* **DIRECTIVE**: Swap "concrete walkway" for "paved walkway" in the rows, from the line with "tag the triangular gable" up to and including the line with "<point>143,238</point>". Give only those lines again, with nothing else changed.

* **Records of labeled points**:
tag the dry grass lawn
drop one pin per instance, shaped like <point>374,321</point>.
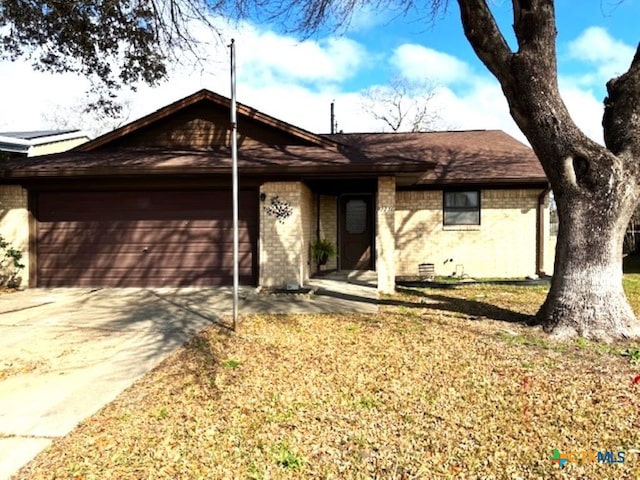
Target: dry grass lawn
<point>440,384</point>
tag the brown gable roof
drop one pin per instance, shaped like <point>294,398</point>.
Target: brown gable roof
<point>203,96</point>
<point>265,160</point>
<point>461,157</point>
<point>434,158</point>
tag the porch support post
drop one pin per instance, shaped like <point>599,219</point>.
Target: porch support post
<point>385,234</point>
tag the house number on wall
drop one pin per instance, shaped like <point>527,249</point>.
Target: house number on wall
<point>279,209</point>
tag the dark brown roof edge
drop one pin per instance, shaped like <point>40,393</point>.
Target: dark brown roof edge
<point>192,99</point>
<point>223,170</point>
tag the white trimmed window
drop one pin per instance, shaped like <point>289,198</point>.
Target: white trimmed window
<point>461,207</point>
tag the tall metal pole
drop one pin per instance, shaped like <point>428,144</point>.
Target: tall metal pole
<point>234,181</point>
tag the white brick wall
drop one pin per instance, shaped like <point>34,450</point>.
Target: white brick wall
<point>504,245</point>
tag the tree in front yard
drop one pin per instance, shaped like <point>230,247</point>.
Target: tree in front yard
<point>596,187</point>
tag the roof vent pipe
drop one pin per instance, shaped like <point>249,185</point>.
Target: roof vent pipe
<point>333,117</point>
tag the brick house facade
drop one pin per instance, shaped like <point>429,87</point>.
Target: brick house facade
<point>148,204</point>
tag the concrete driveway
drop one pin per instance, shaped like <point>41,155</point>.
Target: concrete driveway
<point>65,353</point>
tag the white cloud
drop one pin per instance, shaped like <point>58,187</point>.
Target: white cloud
<point>267,56</point>
<point>606,56</point>
<point>417,62</point>
<point>291,80</point>
<point>585,109</point>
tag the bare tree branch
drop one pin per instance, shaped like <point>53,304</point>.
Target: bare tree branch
<point>403,105</point>
<point>621,120</point>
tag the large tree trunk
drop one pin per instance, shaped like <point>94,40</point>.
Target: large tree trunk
<point>586,296</point>
<point>596,188</point>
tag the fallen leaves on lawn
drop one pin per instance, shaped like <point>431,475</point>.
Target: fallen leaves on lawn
<point>435,389</point>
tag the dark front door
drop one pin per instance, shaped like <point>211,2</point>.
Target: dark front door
<point>356,232</point>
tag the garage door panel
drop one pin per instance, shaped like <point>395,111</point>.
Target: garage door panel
<point>57,233</point>
<point>148,261</point>
<point>170,238</point>
<point>152,205</point>
<point>77,249</point>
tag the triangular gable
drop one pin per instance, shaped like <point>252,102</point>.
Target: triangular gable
<point>202,121</point>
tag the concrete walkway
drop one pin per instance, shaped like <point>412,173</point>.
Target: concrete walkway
<point>65,353</point>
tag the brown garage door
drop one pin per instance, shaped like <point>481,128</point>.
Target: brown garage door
<point>143,238</point>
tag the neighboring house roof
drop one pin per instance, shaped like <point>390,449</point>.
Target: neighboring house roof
<point>191,136</point>
<point>36,134</point>
<point>31,143</point>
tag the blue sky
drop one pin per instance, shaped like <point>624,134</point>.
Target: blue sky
<point>296,80</point>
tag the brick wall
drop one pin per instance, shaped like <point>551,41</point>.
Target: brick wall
<point>284,243</point>
<point>385,229</point>
<point>504,245</point>
<point>14,223</point>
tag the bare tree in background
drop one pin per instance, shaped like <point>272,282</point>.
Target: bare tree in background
<point>596,188</point>
<point>403,105</point>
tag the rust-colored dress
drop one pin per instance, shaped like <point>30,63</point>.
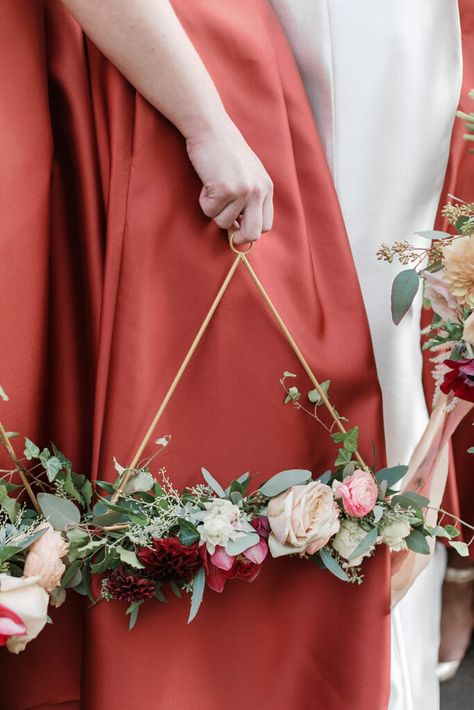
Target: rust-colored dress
<point>101,182</point>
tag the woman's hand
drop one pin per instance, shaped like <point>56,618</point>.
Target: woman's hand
<point>236,186</point>
<point>146,42</point>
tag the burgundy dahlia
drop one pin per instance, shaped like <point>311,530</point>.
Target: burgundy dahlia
<point>460,379</point>
<point>170,561</point>
<point>130,587</point>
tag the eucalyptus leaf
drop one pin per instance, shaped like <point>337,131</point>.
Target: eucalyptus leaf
<point>404,289</point>
<point>332,565</point>
<point>31,450</point>
<point>417,542</point>
<point>236,547</point>
<point>409,499</point>
<point>70,573</point>
<point>128,557</point>
<point>325,478</point>
<point>392,475</point>
<point>284,480</point>
<point>434,234</point>
<point>460,547</point>
<point>188,533</point>
<point>365,544</point>
<point>8,551</point>
<point>212,483</point>
<point>61,513</point>
<point>198,593</point>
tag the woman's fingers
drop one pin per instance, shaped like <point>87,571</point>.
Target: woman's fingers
<point>252,221</point>
<point>267,210</point>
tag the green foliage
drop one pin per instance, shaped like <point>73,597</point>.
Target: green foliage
<point>198,592</point>
<point>60,512</point>
<point>332,565</point>
<point>404,289</point>
<point>282,481</point>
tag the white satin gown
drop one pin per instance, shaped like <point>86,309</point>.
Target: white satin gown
<point>383,78</point>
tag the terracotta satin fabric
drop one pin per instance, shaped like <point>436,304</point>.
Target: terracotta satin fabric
<point>127,240</point>
<point>460,182</point>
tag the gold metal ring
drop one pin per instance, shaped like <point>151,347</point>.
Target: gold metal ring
<point>232,234</point>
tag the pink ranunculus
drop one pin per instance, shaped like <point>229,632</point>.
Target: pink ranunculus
<point>10,625</point>
<point>358,492</point>
<point>442,300</point>
<point>303,519</point>
<point>44,558</point>
<point>220,566</point>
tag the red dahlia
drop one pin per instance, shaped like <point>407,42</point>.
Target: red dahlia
<point>460,379</point>
<point>130,587</point>
<point>170,561</point>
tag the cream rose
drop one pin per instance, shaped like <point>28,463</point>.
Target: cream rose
<point>347,539</point>
<point>394,534</point>
<point>29,601</point>
<point>220,523</point>
<point>44,558</point>
<point>302,519</point>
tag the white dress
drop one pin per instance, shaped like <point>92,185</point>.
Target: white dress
<point>383,78</point>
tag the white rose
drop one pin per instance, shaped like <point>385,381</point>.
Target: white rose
<point>220,523</point>
<point>394,533</point>
<point>347,539</point>
<point>26,598</point>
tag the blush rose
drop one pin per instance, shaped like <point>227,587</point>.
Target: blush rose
<point>358,492</point>
<point>302,519</point>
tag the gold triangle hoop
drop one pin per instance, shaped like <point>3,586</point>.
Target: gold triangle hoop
<point>241,258</point>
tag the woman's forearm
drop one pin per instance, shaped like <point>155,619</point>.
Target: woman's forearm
<point>145,40</point>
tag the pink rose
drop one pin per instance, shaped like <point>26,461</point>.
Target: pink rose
<point>441,298</point>
<point>44,558</point>
<point>10,625</point>
<point>358,492</point>
<point>302,519</point>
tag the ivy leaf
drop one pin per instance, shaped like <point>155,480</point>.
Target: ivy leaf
<point>282,481</point>
<point>365,544</point>
<point>212,483</point>
<point>416,542</point>
<point>332,565</point>
<point>61,513</point>
<point>460,547</point>
<point>343,456</point>
<point>404,289</point>
<point>198,593</point>
<point>31,450</point>
<point>314,396</point>
<point>53,467</point>
<point>452,531</point>
<point>392,475</point>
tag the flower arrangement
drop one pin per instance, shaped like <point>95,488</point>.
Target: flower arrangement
<point>142,538</point>
<point>138,538</point>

* **ANSWER FOR THE TASK**:
tag the triangular gable
drop one pin per instance, shaped like <point>252,102</point>.
Target: triangular gable
<point>202,121</point>
tag the paved walkway
drop one pin per instance, shaped like <point>412,173</point>.
Target: paved walkway
<point>65,353</point>
tag the brown garage door
drop one pin per instance, shaped like <point>481,128</point>.
Target: brown garage door
<point>143,238</point>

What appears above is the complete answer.